* START Exercise input *
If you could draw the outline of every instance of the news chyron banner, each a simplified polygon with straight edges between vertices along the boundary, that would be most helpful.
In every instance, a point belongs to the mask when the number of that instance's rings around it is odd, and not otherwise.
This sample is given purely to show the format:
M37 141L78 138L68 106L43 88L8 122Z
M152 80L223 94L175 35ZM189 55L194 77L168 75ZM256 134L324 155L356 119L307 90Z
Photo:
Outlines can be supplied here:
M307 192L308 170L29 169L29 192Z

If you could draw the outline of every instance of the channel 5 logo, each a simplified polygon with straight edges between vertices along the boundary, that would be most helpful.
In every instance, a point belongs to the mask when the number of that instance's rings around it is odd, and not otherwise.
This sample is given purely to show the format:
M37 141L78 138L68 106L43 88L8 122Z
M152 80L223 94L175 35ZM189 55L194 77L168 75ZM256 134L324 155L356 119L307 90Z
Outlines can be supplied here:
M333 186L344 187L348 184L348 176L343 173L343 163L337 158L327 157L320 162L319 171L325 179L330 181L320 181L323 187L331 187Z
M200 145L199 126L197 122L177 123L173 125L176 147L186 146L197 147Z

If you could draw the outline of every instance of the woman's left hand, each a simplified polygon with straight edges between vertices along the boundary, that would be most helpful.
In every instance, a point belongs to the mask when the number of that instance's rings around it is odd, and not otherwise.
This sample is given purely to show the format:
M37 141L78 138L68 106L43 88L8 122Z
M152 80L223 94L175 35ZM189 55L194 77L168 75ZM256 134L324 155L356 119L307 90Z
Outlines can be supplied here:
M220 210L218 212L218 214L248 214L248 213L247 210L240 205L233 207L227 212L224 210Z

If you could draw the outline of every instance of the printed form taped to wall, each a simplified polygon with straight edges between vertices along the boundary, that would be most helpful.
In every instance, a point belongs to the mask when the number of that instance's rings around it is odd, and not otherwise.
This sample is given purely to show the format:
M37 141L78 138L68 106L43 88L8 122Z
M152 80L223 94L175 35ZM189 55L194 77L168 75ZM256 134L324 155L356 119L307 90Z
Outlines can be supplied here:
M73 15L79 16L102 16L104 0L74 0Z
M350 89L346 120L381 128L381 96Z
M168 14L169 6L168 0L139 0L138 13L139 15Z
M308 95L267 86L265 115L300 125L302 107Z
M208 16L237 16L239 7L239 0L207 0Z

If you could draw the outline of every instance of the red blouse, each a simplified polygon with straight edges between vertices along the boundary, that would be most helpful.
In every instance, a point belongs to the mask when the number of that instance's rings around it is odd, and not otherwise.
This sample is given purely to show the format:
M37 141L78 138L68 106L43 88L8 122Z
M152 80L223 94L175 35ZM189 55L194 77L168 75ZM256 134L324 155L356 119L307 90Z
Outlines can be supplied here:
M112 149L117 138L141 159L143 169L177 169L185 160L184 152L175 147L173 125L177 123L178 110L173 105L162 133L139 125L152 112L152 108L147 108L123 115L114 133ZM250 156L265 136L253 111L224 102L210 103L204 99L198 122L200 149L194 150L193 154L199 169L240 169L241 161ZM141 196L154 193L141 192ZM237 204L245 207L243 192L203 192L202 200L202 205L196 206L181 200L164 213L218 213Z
* END Exercise input *
### Requirement
Reproduce the material above verbatim, from its first line through the line containing "M220 210L218 212L218", including both of those lines.

### Solution below
If you could draw the outline of every instance of the news chyron banner, each a simplified polygon with straight edges between vertices along the boundary, that would be most helpful.
In every instance, a point belongs to the mask when the number of that instance's rings around it is odd, and not otherwise.
This sample is given purely to show the format:
M37 141L78 138L68 106L43 88L8 122Z
M152 80L223 94L175 35ZM189 55L194 77L168 75ZM256 134L324 155L356 119L307 90Z
Photo:
Outlines can be supplied here:
M307 192L308 170L29 169L29 192Z

If you could draw the outline of every instance of the channel 5 logo, each a simplified polygon with straight edges between vertices along the boundary, that would be most helpful.
In every instance, a point belongs to the mask when the number of that instance's rings around it is odd, and not otherwise.
This sample is given purely to show the format:
M37 141L78 138L68 106L43 88L8 122Z
M152 80L223 94L175 35ZM189 55L194 77L168 75ZM256 134L324 155L356 119L307 90Z
Outlines can be supplied here:
M333 186L344 187L348 184L348 176L343 173L343 163L337 158L327 157L320 162L319 171L325 179L330 181L320 181L323 187L331 187Z
M200 145L199 126L197 122L177 123L173 125L176 147L186 146L197 147Z

If you could draw the outline of every instance of the woman's left hand, each a simplified polygon with straight edges between vertices along the boundary, that would be most helpful.
In every instance, a point belongs to the mask when the number of that instance's rings around it is odd, and not otherwise.
This sample is given purely to show the format:
M37 141L78 138L68 106L43 88L8 122Z
M152 80L223 94L175 35ZM189 55L194 77L168 75ZM256 134L324 155L356 119L307 90Z
Outlines can be supplied here:
M220 210L218 212L218 214L248 214L248 213L247 210L240 205L233 207L227 212L224 210Z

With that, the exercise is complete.